RAW DATA:

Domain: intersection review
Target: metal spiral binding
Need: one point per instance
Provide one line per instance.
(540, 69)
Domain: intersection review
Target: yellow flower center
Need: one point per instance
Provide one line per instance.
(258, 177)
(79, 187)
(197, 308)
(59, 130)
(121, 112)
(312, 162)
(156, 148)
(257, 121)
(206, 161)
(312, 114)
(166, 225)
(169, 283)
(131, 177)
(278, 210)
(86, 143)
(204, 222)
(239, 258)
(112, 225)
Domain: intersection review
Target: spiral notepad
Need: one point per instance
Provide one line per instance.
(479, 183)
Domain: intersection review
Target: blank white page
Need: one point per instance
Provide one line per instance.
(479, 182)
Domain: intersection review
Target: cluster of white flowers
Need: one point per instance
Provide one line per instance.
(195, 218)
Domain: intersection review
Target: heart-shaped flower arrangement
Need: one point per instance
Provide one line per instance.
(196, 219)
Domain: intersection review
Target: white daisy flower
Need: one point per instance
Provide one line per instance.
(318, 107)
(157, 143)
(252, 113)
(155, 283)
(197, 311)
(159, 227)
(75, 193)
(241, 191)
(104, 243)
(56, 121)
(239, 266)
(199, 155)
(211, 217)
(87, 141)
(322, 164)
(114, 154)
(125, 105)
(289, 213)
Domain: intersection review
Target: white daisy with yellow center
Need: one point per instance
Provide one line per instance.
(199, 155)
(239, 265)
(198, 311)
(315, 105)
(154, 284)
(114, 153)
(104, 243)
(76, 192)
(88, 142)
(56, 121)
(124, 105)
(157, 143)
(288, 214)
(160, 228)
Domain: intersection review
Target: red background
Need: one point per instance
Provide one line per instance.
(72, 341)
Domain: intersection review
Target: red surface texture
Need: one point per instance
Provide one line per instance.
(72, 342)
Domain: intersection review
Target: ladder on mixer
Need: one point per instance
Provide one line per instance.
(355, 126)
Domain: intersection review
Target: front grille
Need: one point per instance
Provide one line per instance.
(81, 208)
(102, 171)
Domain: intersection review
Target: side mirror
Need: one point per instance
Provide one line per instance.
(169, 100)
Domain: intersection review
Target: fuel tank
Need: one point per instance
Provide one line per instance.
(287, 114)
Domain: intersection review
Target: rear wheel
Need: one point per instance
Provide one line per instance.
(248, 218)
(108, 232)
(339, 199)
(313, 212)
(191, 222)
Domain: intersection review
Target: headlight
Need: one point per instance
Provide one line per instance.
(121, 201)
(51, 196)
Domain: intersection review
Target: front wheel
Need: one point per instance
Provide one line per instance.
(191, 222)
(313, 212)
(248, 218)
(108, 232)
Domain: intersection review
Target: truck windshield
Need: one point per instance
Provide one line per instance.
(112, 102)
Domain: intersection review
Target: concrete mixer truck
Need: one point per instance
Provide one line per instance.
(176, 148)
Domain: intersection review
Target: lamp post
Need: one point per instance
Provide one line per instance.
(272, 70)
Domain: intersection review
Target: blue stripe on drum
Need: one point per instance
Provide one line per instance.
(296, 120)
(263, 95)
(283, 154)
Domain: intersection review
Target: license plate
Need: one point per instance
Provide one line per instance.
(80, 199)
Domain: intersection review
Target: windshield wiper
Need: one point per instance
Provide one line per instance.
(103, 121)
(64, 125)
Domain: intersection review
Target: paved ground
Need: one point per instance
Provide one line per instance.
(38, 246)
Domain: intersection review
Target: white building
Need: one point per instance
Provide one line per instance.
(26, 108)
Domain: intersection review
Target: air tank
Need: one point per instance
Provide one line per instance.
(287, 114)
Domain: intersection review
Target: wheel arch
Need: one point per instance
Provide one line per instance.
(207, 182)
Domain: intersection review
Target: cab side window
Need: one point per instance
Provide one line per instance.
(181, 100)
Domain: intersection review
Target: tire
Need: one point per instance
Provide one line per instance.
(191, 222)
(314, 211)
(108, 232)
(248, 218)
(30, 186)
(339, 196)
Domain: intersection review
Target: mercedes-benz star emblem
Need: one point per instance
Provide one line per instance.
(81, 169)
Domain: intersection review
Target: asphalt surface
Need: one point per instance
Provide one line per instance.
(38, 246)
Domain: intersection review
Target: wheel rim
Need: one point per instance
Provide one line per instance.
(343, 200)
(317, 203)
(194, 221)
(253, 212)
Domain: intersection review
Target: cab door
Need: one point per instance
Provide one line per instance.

ACTION ITEM: Across the whole listing, every line must be copied exactly.

ANSWER SPACE:
Domain: intersection review
Target: metal spiral binding
Need: one point per instance
Provide one line per instance.
(540, 69)
Domain: intersection review
Target: yellow flower center
Need: one point per instance
Provide one line per instance.
(258, 177)
(79, 187)
(197, 308)
(59, 130)
(121, 112)
(312, 162)
(156, 148)
(257, 121)
(206, 161)
(312, 114)
(166, 225)
(169, 283)
(131, 177)
(278, 210)
(86, 143)
(204, 222)
(239, 258)
(112, 225)
Domain: intersection review
Target: spiral notepad
Need: one point per instance
Provide one line per instance.
(479, 183)
Domain: intersection review
Target: blank white page
Need: one point per instance
Provide one line per instance.
(479, 182)
Domain: intersection review
Target: cluster of white flowers
Need: one point per instance
Provide one line per instance.
(195, 218)
Domain: intersection review
Target: heart-shaped flower arrangement
Need: one point per instance
Provide one line per instance.
(196, 219)
Domain: intersection review
Target: white daisy flower
Need: one point per instance
Provide one line per instance.
(318, 107)
(157, 143)
(252, 113)
(155, 283)
(197, 311)
(159, 227)
(75, 193)
(241, 191)
(104, 243)
(56, 121)
(239, 266)
(199, 155)
(211, 217)
(87, 141)
(322, 164)
(114, 154)
(125, 105)
(289, 213)
Domain: intersection review
Target: white daisy with yellow center
Need: one point per instance
Provide one line per instance.
(199, 155)
(239, 265)
(198, 311)
(315, 105)
(154, 284)
(114, 153)
(104, 243)
(76, 192)
(88, 142)
(56, 121)
(124, 105)
(157, 143)
(288, 214)
(160, 228)
Domain: intersection review
Target: red background
Need: one point per instance
Provide one line per instance.
(72, 341)
Domain: intersection review
Target: red surface texture
Need: one point per instance
Provide one line per instance.
(72, 342)
Domain: intersection review
Target: ladder on mixer
Need: one point per instance
Provide one line per instance.
(355, 126)
Domain: intersection review
Target: front grille
Need: one point per instance
Provide one line per instance.
(81, 208)
(102, 171)
Domain: intersection review
Target: side mirror
Need: one point per instance
Provide one line per instance.
(169, 100)
Domain: intersection review
Target: fuel tank
Need: one point per instance
Provide one line per instance.
(287, 114)
Domain: intersection review
Target: rear wheel
Need: one point per instance
Provide one line per instance.
(248, 218)
(108, 232)
(339, 199)
(313, 212)
(191, 222)
Domain: intersection review
Target: headlight
Need: one point per instance
Provide one line per instance.
(121, 201)
(51, 196)
Domain: intersection review
Target: front wheel
Need: one point per instance
Provide one line per instance.
(191, 222)
(313, 212)
(248, 218)
(108, 232)
Domain: intersection review
Target: truck windshield
Need: one point per instance
Provide one line per instance.
(112, 102)
Domain: intersection review
Target: concrete mixer truck
Need: one point per instance
Provide one line per instance.
(176, 148)
Domain: intersection review
Target: lamp post
Need: one point per instance
Provide one line per instance.
(272, 70)
Domain: intersection review
Target: blue stripe on drum
Need: one point per instance
Provide one line per instance.
(296, 120)
(263, 95)
(283, 154)
Domain: intersection review
Target: license plate
Need: one point per instance
Provide one line per instance.
(80, 199)
Domain: intersection review
Target: windshield wiper
Need: one point per instance
Provide one line per instance.
(103, 121)
(64, 125)
Domain: intersection review
Target: paved ground
Need: one point per instance
Provide one line per instance.
(38, 246)
Domain: intersection review
Target: white building
Need: one point per instance
Provide one line per instance.
(26, 108)
Domain: intersection review
Target: air tank
Need: one point per instance
Provide one line per instance.
(287, 114)
Domain: intersection review
Target: wheel arch
Need: one point per instance
Provide one line per instance.
(207, 182)
Domain: intersection review
Target: cab side window
Need: one point per instance
Provide one line per instance.
(181, 100)
Domain: intersection review
Target: tire
Need: one point per instance
Provide one line per instance.
(191, 222)
(314, 211)
(108, 232)
(248, 218)
(30, 186)
(339, 196)
Domain: intersection review
Target: mercedes-benz star emblem
Need: one point per instance
Provide one line per instance.
(81, 169)
Domain: intersection review
Target: asphalt surface
Need: one point per instance
Provide one line per instance.
(38, 246)
Domain: intersection review
Target: wheel rim
Need: one point per instance
Provide one line per instance.
(343, 200)
(317, 203)
(194, 221)
(253, 212)
Domain: intersection review
Target: cab door
Need: one point per instance
Provide one line per instance.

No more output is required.